## YOUR TASKS:
a. In the excerpt on public archives in Roman Egypt, rewrite the part from "Public Archives in Roman" to "throughout the empire.", substituting "manuscripts" for "papyri".
b. Carry on the project descriptions about ancient archives and papyri from where they stop.

------ EXCERPT PROVIDED

Public Archives in Roman Egypt: Roman Archiving and Archival Agency
Among tens of thousands of papyri that have survived in the sands of the Nile Valley, hundreds provide detailed evidence for a centralized system of public archives in the Roman province of Egypt. This project conducts a focused investigation of these institutions, examining their structure, function, role in administration and impact on documentary culture. The project aims to elucidate the specific characteristics of Roman archiving, posing questions of continuity and change with regard to the Ptolemaic period, and placing papyri in dialogue with other sources to test whether the archival institutions documented in Roman Egypt were generally present throughout the empire.
The creation of records, their storage in archives, and the ability to retrieve them when needed, are three distinct phenomena that do not constitute a self-evident development, nor does the mere existence of archives necessarily signify their operational importance. Accordingly, this project investigates the dynamics of Roman archival institutions and the ability of institutional actors and private individuals to operationalize archival records.
Decoding Antiquity: Unlocking the Hidden Archives of the Mediterranean
Hundreds of thousands of papyri and other documents on organic materials have survived from the ancient Mediterranean, but only 6% of this material has been deciphered so far, due to the difficult and time-consuming nature of this task. This project aims to channel the power of advanced AI to accelerate this process and unlock vast historical archives from antiquity.

------------
------ MATERIAL PROVIDED

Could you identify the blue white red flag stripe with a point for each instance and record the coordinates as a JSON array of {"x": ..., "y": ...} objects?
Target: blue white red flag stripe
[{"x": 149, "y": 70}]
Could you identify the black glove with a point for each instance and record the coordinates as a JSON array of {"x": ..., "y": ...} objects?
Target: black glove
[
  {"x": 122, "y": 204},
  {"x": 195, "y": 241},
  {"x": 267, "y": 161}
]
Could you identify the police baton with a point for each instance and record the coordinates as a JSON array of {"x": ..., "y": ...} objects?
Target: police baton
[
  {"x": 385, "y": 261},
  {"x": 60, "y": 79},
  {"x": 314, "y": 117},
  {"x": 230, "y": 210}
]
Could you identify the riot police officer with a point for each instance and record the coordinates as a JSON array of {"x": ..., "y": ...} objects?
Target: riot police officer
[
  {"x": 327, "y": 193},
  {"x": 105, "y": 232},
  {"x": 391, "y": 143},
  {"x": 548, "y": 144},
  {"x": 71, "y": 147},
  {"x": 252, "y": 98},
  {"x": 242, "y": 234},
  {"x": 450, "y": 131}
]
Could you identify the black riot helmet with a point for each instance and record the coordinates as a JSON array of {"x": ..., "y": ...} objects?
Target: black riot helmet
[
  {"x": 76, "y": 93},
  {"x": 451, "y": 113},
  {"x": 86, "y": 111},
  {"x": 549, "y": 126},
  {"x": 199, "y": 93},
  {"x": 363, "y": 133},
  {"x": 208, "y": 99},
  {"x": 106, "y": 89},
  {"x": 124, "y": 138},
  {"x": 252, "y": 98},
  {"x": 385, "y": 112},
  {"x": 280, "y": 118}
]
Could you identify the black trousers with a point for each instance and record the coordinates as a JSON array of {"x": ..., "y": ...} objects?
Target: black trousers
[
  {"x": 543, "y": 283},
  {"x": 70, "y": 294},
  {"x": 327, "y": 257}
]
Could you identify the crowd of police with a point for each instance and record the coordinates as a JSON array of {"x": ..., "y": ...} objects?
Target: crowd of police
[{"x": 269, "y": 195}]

------------

## YOUR WRITTEN ANSWERS:
a.
Public Archives in Roman Egypt: Roman Archiving and Archival Agency
Among tens of thousands of manuscripts that have survived in the sands of the Nile Valley, hundreds provide detailed evidence for a centralized system of public archives in the Roman province of Egypt. This project conducts a focused investigation of these institutions, examining their structure, function, role in administration and impact on documentary culture. The project aims to elucidate the specific characteristics of Roman archiving, posing questions of continuity and change with regard to the Ptolemaic period, and placing manuscripts in dialogue with other sources to test whether the archival institutions documented in Roman Egypt were generally present throughout the empire.

b.
In partnership with leading AI developers Mistral AI and SAIL Reply, the project aims to build cutting-edge multimodal Large Language Models (LLMs) for ancient languages and LLM-powered Vision-Language Models to propel the decipherment of ancient documents. We have started with Greek and created Apollo, the first LLM for Ancient Greek, trained on 600 million words of historical Greek and optimized for text restoration. The next step will be to train a Vision-Language model to transcribe masses of unread Greek papyri, of which the Austrian National Library holds one of the world's largest collections. We also intend to develop advanced AI systems for Latin and other ancient languages.
Apollo: The First Multimodal LLM for Ancient Greek
In the past decade, generative AI has been revolutionized by the rise of advanced Large Language Models (LLMs) based on a transformer architecture that have achieved high performance across a wide range of natural language tasks. In the last 3 years, LLMs have acquired multimodal capabilities to process visual inputs and texts embedded in images, including the decipherment of handwriting, opening new horizons for work with historical documents.
Exploiting these breakthroughs in AI, this project builds the first state-of-the-art multimodal LLM for Ancient Greek. The model has been trained on a comprehensive dataset comprising more than 600 million words of premodern and early modern Greek, the largest machine-actionable corpus of historical Greek to date, sourced from the public domain. The AI system has been trained on chronologically ordered datasets to improve chronological awareness and has been optimized for text restoration, a key research task in working with damaged and fragmentary texts surviving from antiquity.
Apollo is envisioned as an open digital research infrastructure capable of being improved through additional training and developed in multiple directions by the research community, including systems of Retrieval-Augmented-Generation (RAG) and Vision-Language Models (VLMs) for deciphering ancient documents, including as many as one million unread Ancient Greek papyri.